OBJECTIVE:
Write out the lines of the entries word for word, from the line that contains "Each instance of the driveway" through the line that contains "[(536, 341), (567, 351), (573, 344)]", including both of those lines. Leave the pictures out of your answer.

Entries for labeling object positions:
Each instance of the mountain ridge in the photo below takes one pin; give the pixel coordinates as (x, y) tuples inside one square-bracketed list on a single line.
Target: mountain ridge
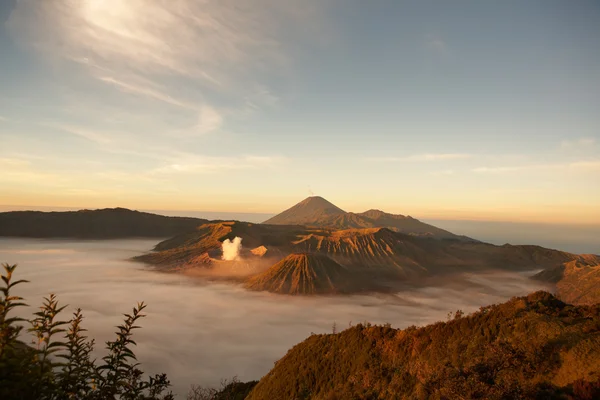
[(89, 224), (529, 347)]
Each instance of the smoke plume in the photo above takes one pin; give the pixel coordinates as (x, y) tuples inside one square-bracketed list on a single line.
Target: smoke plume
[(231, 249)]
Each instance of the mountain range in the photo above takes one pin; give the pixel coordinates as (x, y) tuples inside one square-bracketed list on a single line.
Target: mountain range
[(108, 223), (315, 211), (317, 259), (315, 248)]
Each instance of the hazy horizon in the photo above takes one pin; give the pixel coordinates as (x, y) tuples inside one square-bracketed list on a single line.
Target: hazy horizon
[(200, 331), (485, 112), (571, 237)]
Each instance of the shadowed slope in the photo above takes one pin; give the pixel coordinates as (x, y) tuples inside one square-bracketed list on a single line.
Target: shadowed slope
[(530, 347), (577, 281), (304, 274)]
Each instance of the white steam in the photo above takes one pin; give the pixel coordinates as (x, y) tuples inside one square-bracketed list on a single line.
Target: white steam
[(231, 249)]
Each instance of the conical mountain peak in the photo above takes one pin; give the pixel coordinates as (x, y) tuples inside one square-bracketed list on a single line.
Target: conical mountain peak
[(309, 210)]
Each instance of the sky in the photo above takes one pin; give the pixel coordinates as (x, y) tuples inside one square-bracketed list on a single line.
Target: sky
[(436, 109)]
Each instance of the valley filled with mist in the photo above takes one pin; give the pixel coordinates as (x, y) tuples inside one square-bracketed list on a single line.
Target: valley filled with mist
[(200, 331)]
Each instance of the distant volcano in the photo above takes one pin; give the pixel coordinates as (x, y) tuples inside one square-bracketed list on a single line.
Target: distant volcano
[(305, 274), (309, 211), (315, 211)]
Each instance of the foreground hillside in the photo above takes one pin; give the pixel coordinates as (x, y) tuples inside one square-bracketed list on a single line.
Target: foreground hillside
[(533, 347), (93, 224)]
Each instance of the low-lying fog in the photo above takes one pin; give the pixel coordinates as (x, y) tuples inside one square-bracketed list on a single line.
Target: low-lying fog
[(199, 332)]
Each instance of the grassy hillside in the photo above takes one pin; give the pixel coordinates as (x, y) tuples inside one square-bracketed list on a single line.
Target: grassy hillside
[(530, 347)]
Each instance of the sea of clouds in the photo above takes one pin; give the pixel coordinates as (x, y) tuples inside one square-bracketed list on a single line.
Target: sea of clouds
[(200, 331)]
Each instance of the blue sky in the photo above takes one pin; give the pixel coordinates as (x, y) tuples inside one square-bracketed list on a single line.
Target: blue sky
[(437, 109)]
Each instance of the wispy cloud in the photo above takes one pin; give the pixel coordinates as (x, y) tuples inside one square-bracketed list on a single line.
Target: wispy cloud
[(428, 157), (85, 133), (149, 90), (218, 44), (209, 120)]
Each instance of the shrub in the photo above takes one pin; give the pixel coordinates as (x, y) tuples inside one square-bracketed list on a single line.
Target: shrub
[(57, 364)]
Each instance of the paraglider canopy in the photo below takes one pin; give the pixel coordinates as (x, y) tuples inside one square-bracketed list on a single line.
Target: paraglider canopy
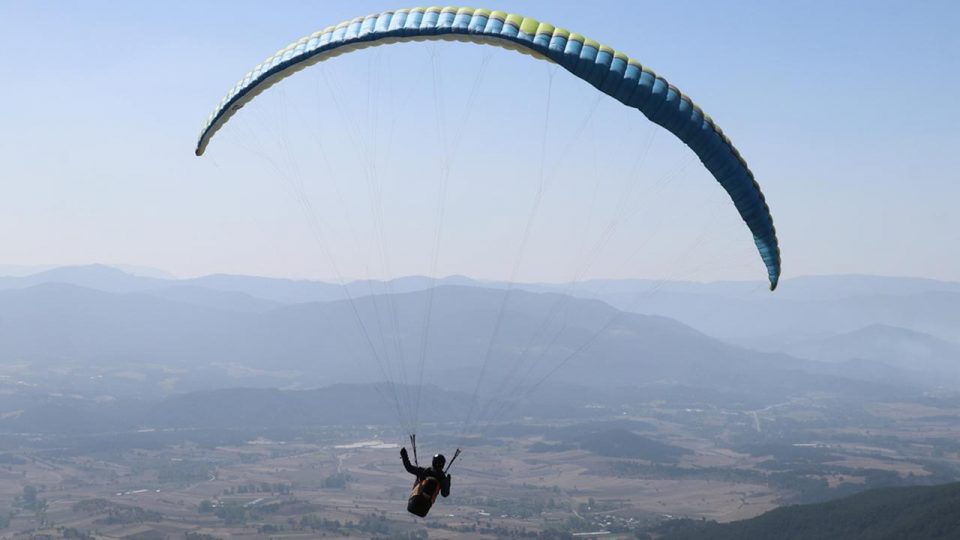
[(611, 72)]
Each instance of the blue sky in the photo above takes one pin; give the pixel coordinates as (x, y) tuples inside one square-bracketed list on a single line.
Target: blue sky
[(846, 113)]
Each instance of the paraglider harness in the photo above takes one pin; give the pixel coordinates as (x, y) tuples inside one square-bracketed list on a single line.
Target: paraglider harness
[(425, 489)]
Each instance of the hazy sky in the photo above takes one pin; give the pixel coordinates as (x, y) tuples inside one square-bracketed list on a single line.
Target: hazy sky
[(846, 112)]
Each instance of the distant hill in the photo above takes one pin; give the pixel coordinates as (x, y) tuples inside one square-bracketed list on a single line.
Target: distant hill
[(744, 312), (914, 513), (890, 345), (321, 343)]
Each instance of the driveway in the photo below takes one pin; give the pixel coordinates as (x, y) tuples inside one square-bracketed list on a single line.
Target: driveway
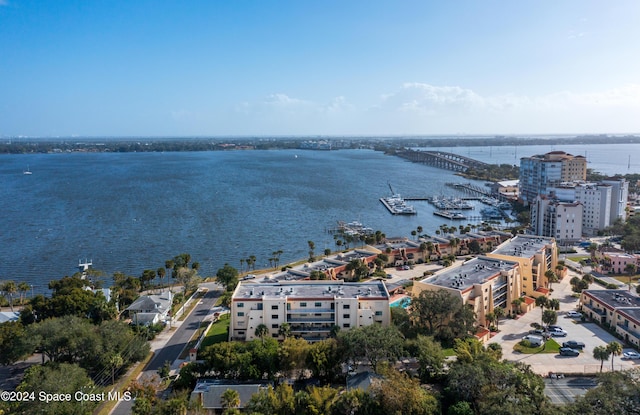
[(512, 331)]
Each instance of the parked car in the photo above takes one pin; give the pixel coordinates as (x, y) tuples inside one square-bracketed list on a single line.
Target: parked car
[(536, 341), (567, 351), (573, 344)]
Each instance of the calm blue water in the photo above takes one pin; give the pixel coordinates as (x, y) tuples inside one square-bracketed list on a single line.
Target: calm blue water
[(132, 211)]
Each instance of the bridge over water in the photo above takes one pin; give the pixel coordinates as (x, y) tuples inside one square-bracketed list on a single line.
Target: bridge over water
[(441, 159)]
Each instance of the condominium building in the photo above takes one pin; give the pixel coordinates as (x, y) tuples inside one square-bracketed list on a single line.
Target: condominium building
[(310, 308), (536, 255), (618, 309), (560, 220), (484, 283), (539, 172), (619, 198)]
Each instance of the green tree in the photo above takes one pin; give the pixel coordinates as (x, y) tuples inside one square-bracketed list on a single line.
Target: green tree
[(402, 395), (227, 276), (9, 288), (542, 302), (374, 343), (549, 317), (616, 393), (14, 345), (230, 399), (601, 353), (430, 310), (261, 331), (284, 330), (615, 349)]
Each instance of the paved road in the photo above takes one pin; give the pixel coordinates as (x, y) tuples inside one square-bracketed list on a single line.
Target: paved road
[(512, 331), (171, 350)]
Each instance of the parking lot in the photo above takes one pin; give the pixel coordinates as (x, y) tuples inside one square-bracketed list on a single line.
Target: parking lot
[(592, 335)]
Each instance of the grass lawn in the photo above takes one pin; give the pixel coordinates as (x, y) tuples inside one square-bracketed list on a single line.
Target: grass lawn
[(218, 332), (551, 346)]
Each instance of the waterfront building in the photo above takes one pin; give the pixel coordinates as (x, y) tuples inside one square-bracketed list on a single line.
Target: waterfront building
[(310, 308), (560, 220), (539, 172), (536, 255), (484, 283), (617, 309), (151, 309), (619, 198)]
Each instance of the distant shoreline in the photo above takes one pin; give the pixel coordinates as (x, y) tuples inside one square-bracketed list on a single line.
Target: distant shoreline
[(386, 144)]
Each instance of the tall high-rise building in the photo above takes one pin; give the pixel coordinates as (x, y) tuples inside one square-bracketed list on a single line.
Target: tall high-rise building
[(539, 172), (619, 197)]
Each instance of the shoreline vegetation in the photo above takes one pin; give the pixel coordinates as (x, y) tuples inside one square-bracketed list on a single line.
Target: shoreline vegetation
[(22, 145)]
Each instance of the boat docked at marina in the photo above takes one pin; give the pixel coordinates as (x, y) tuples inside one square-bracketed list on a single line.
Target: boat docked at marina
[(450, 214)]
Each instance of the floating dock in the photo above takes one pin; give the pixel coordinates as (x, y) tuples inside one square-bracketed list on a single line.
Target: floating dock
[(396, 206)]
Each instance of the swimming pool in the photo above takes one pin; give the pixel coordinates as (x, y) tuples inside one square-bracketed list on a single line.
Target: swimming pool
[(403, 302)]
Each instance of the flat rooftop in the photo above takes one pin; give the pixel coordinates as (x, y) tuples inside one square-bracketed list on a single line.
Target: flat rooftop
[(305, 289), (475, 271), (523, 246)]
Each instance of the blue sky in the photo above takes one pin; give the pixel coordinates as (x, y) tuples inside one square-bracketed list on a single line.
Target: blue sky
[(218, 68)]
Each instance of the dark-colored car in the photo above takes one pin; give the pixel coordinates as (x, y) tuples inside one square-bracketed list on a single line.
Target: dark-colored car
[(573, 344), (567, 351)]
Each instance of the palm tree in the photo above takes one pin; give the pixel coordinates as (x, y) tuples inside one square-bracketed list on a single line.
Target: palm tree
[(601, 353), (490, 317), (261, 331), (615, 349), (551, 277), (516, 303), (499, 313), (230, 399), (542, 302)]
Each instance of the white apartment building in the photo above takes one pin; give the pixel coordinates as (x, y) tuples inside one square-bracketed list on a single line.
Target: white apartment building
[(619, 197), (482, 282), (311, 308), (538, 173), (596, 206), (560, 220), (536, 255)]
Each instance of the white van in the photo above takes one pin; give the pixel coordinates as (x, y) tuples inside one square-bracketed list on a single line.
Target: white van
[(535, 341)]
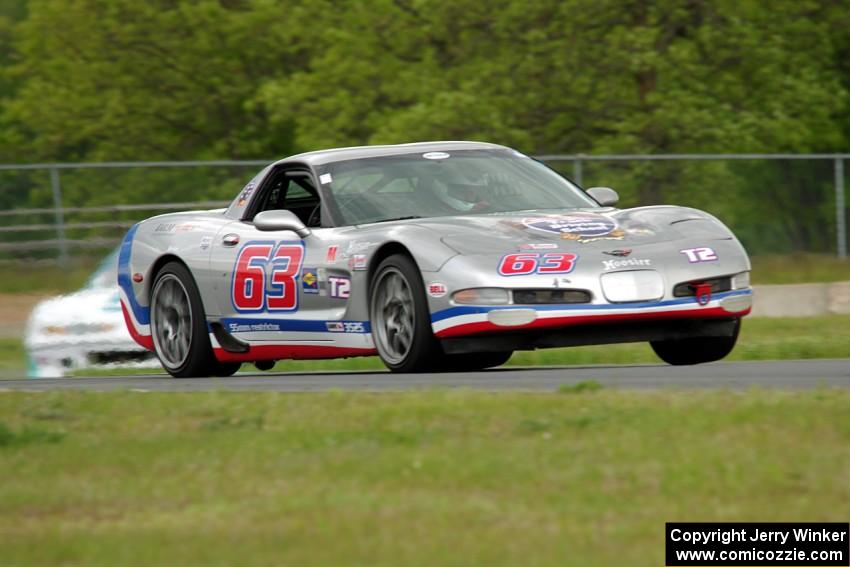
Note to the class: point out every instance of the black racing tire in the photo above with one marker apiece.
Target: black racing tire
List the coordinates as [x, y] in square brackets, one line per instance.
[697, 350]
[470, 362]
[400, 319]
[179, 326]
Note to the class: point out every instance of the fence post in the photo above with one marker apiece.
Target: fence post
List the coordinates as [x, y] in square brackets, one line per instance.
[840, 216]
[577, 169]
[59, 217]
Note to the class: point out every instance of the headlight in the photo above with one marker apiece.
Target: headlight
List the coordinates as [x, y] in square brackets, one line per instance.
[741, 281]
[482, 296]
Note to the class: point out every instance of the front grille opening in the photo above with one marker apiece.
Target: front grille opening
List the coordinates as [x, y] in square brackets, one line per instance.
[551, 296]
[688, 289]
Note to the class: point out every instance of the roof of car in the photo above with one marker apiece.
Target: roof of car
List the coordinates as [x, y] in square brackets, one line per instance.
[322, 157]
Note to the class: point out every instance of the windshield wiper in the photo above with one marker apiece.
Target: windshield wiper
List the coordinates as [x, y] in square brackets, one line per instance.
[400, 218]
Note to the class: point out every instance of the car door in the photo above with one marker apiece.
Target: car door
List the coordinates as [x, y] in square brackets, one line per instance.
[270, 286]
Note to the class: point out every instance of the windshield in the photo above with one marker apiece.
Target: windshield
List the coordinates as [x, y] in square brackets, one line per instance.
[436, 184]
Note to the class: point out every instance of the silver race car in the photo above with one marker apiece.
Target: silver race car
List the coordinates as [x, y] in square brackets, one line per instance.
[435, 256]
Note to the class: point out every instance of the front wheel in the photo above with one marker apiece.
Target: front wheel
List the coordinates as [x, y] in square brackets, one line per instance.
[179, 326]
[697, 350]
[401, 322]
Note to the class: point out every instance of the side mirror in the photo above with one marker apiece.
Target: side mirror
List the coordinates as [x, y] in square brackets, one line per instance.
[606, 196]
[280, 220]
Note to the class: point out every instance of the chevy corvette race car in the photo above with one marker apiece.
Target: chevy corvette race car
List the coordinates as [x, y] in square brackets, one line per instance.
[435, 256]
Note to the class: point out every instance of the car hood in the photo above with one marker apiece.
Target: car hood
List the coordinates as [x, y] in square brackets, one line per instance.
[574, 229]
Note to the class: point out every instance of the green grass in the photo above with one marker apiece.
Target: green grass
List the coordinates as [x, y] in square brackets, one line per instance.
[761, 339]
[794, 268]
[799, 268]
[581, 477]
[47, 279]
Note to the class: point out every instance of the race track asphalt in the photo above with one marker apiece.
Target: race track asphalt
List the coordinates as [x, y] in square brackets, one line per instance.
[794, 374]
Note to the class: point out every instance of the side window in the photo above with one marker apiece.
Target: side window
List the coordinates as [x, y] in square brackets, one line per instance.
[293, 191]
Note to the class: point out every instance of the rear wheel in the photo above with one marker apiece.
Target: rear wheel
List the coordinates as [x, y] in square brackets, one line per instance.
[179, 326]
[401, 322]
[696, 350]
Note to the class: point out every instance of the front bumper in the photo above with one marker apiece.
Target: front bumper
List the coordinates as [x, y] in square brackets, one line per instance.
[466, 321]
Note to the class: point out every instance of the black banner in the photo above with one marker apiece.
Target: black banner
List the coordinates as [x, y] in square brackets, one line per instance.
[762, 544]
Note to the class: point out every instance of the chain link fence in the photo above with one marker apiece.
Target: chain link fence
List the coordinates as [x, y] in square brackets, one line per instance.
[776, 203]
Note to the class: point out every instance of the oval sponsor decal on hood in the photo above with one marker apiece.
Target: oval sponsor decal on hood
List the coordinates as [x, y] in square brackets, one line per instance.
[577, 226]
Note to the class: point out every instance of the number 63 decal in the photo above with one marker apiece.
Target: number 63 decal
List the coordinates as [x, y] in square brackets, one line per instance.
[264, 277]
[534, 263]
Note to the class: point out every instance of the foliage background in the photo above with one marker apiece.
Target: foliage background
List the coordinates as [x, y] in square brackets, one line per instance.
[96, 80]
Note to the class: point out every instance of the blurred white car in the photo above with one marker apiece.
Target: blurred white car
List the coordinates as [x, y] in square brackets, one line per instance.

TASK ANSWER:
Each instance of the driveway in the photo below takes one pin; give the pixel coordinates as (x, y) tuples inside one square-bracketed list on a single line.
Target: driveway
[(512, 331)]
Each instance of the parked car in the photo above takes one pin; give the pixel coordinates as (x, y) tuples inside one square-bracketed list on a single line.
Target: parked car
[(536, 341), (567, 351), (573, 344)]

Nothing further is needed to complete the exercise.